■ **DOCUMENT SECTION**:
*****
Marketing insects takes more than buzz words

It is easy to make a case for raising insects as a food crop, the farming industry done this sort of thing all the time for some pretty unsavoury byproducts. However, it is hard to persuade western consumers that it could be cool to include insects in their daily diet. In parts of the world where insects are on the menu, the trade is a local business, more local loop than long haul. Ironically, increasingly affluent countries such as China are pushing up their meat consumption and cutting back on traditional specialities.

Writing in Sustainable Production and Consumption 49, Dustin Crummett notes a lack of food industry research into plant or insect products that might challenge meat in the weekly shop. The head of the insect institute, Crummett draws on philosophy and religion for a lot of his work: but his disappointment is unmistakeable.

His frustration arises from the difficulty of making one meal ingredient replace another. His argument is simple: lower resource ingredients mean less costly food. However, the additional habitat requirements and changing user profile can add costs that were once disregarded by economists. Counting a price calculation differently does not necessarily mean something costs less, it just costs differently.

Comparing muscles to motors

Urban Food Chains has chipped away at a series of posts on the introduction of heavy machine guns which carried out a mechanised cull of thousands of working horses and pack animals. Intentionally or otherwise, the result was to clear the way for commercial motors of different sorts on British roads. Rule of thumb loading practices for draft animal at the time would have been about 20% bodyweight. Given that the working life of a horse can be up to 20 years and you have to spend four years feeding and training them before putting them to work, there was no point in sending fit young horses to battlefields to die within weeks of arrival having realised only 0.00520833 recurring of their potential work capacity (one month, a notional average) had they lived to work for 16 years, or close on 200 months.
*****
■ **RECORDED INFORMATION**:
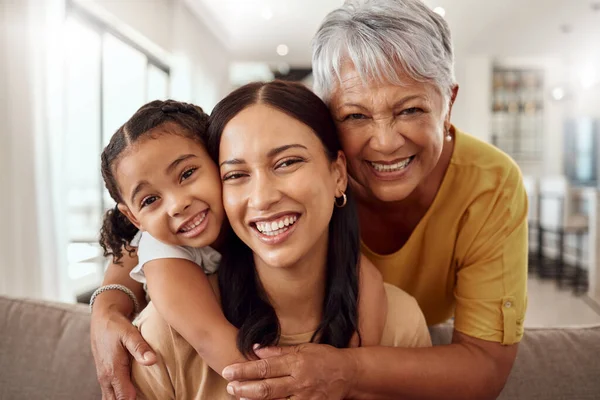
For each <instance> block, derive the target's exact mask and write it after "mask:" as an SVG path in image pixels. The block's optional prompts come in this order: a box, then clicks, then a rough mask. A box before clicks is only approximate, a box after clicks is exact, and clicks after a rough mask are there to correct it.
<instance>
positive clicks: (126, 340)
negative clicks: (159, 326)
*****
■ **DESCRIPTION OF THE TASK**:
Transcribe the passage of the insect marketing text from "It is easy to" up to and including "on traditional specialities.".

■ **TASK ANSWER**:
It is easy to make a case for raising insects as a food crop, the farming industry done this sort of thing all the time for some pretty unsavoury byproducts. However, it is hard to persuade western consumers that it could be cool to include insects in their daily diet. In parts of the world where insects are on the menu, the trade is a local business, more local loop than long haul. Ironically, increasingly affluent countries such as China are pushing up their meat consumption and cutting back on traditional specialities.